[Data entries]
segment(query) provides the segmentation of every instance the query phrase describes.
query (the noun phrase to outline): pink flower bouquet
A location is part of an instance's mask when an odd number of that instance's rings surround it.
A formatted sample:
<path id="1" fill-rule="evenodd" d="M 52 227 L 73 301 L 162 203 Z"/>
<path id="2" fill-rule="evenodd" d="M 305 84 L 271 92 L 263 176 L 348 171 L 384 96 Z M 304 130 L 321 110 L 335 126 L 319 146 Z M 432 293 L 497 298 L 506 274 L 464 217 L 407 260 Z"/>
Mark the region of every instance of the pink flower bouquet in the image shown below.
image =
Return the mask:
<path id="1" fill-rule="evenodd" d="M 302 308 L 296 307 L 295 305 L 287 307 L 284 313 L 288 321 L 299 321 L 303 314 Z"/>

--

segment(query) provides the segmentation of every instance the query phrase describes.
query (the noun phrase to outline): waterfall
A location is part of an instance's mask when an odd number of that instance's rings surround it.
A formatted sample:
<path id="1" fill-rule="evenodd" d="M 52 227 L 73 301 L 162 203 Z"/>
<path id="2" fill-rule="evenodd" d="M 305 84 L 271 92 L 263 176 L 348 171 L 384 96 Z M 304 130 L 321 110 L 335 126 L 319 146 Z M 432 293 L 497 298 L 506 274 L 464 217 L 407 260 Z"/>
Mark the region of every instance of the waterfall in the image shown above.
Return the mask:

---

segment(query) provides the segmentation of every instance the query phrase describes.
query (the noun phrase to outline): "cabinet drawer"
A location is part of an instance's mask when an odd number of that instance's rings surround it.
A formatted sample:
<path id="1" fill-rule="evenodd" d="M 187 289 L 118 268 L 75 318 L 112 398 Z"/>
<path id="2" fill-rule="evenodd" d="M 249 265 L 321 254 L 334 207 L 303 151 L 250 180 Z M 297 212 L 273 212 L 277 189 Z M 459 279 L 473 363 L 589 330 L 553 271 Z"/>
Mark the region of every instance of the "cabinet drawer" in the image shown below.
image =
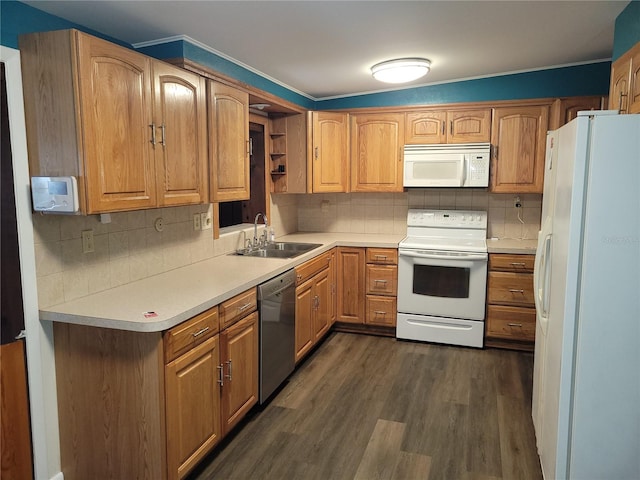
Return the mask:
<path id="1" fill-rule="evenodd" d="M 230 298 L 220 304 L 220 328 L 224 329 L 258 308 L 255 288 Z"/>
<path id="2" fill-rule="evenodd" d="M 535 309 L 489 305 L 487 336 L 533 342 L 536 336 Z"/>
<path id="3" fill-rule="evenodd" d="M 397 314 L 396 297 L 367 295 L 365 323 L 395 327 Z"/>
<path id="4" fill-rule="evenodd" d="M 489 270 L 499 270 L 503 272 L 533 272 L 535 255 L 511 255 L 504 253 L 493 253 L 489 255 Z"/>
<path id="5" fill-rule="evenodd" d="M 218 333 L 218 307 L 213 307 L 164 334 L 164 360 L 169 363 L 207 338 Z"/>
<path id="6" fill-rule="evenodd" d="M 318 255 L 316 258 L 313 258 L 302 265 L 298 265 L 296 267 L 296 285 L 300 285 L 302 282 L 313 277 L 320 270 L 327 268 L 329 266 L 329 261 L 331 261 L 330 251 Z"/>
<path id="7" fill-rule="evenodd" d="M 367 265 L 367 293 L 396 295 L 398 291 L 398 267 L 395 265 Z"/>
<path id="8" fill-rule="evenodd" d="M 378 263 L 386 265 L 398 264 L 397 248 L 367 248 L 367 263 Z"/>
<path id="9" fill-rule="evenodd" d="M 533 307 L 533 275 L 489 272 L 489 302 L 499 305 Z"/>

■ **Your objective**: Look above for lines with the word "pink" and copy them all.

■ **Task output**:
query (the noun phrase to outline): pink flower bouquet
Mark the region of every instance of the pink flower bouquet in the image shown below.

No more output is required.